**KETENTUAN TUGAS:** Salin tanpa perubahan bagian teks tentang kenakalan remaja dari "A.1.4. Pengaruh Televisi" sampai "telah mereka lihat.".

A.1.2. Sosialisasi yang tidak sempurna
Kenakalan remaja merupakan sebuah
perilaku meyimpang sebagai akibat proses sosialisasi yang tidak sempurna.
Keluarga, teman bermain, sekolah, dan media massa merupakan perantara dalam proses
sosialisasi. Terkadang pesan-pesan yang disampaikan oleh masing-masing
perantara tidak sama atau bahkan bertentangan satu dengan yang lain, karena
pesan yang diterima tidak sama dan bahkan bertentangan itulah maka menyebabkan
sebuah konflik terjadi. Keluarga dan sekolah biasanya menyampaikan hal-hal yang
cenderung positif terhadap remaja, namun
hal itu akan sangat berlainan ketika seorang remaja keluar dari kedua
lingkungan tersebut. Seorang remaja harus pandai dalam memilih teman bermain,
dalam kehidupan ada kelompok teman yang sering mengajak kepada kegiatan-kegiatan
yang baik, seperti belajar berorganisasi. Namun, tak jarang pula banyak
kelompok-kelompok pergaulan yang mengarah pada kegiatan-kegiatan yang melawan
norma. Misalnya munculnya geng. Kenakalan remaja seperti perkelahian antar
remaja yang ada di kecamatan Ampegading itu salah satunya juga disebabkan oleh
pengaruh pergaulan dan lingkungan. Lingkungan daerah kecamatan Ampelgading yang
banyak berkembang budaya “ nongkrong”
di pinggir jalan merupakan salah satu faktor pendorong penyebab terjadinya
perkelahian antar remaja. Ketika nongkrong
para remaja bercampur antar yang berpendidikan tinggi dan yang sama sekali
tidak berpendidikan. Fenomena yang terjadi bukannya yang berpendidikan yang
dapat mempengaruhi perilaku mereka yang tidak berpendidikan agar berbuat baik
seperti yang berpendidikan. Namun yang terjadi adalah bahwa yang berpendidikan
terpengaruh oleh mereka yang tidak berpendidikan yang terbiasa berperilaku
menyimpang dari norma.
A.1.3. Tingkat religiusitas
Tinggi rendahnya tingkat religiusitas
seorang remaja akan sangat berdampak pada perilakunya. Fenomena yang berkembang
dalam masyarakat biasanya remaja yang religius memiliki kepribadian yang baik,
sedangkan remaja yang tingkat religiusitasnya rendah cenderung berkepribadian
yang kurang baik. Secara tidak langsung berarti tingkat religiusitas akan
mempengaruhi intensitas kemunculan konflik antar remaja.
A.1.4. Pengaruh Televisi
Keberadaan media sangat mempengaruhi
tingkah laku para remaja. Televisi adalah media yang paling banyak dimiliki
oleh masyarakat. Banyaknya tayangan-tayangan kekerasan dalam acara televisi
turut menyumbang megapa para remaja lebih mengutamakan kekerasan dalam
menyelesaikan masalah. Mereka seolah-olah tersugesti untuk mengaplikasikan apa
yang telah mereka lihat.

Cuplikan data anotasi lokasi
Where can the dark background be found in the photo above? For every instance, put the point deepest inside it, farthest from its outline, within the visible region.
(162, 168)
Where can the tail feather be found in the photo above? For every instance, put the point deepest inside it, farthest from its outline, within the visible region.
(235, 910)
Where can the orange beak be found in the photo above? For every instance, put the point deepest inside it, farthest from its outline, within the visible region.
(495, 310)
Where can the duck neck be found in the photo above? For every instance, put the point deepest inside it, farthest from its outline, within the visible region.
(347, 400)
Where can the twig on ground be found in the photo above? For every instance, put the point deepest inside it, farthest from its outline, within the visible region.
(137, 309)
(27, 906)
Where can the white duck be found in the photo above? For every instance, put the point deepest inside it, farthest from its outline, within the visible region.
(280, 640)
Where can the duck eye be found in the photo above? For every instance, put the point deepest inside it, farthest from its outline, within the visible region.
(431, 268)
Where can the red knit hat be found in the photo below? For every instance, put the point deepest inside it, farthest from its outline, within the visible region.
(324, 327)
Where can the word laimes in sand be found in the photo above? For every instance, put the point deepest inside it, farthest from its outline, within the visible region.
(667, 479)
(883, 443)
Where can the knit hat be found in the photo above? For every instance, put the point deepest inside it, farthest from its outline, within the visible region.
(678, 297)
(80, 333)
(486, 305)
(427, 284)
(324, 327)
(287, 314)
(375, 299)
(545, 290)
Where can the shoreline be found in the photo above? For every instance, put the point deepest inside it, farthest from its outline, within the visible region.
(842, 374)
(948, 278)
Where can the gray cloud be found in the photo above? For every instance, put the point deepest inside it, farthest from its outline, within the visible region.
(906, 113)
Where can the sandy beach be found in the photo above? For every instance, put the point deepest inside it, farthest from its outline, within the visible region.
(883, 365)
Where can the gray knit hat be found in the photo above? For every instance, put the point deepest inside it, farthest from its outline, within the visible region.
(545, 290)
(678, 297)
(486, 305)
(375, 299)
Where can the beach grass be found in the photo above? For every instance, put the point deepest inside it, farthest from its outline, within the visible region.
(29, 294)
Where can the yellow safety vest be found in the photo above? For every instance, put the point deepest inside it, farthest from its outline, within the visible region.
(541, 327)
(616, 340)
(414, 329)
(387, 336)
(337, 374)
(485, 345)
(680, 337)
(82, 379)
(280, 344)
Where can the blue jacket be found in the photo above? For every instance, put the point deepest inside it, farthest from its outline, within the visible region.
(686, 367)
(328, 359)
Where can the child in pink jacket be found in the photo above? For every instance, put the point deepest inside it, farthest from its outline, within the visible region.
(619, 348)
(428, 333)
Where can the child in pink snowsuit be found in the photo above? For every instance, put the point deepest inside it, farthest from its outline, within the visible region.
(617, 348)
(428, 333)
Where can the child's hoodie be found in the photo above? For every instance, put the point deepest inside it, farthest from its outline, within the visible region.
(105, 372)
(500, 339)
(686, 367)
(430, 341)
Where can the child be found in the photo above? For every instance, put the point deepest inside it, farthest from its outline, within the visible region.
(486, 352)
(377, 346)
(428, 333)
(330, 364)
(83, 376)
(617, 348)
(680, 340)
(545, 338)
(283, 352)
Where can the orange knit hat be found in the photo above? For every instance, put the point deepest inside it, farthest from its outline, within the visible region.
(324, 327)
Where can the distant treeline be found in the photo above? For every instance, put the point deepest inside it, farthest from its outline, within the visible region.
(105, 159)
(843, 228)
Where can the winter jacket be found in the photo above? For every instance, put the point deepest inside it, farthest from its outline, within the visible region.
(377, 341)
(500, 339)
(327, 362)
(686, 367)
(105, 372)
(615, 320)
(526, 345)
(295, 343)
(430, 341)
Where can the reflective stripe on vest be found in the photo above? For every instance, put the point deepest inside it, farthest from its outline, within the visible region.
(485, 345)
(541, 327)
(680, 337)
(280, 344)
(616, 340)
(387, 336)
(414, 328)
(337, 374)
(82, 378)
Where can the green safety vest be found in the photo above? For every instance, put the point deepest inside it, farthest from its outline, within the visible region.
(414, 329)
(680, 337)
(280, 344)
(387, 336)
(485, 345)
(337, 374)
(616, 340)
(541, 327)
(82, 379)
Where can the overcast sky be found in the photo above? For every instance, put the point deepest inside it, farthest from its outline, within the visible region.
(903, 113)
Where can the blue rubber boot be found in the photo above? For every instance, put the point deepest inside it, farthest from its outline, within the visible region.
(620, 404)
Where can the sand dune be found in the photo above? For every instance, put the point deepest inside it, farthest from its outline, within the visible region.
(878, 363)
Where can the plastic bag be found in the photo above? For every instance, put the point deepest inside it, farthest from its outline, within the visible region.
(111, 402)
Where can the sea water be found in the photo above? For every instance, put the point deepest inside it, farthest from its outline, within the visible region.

**HASIL LATIHAN:**
A.1.4. Pengaruh Televisi
Keberadaan media sangat mempengaruhi
tingkah laku para remaja. Televisi adalah media yang paling banyak dimiliki
oleh masyarakat. Banyaknya tayangan-tayangan kekerasan dalam acara televisi
turut menyumbang megapa para remaja lebih mengutamakan kekerasan dalam
menyelesaikan masalah. Mereka seolah-olah tersugesti untuk mengaplikasikan apa
yang telah mereka lihat.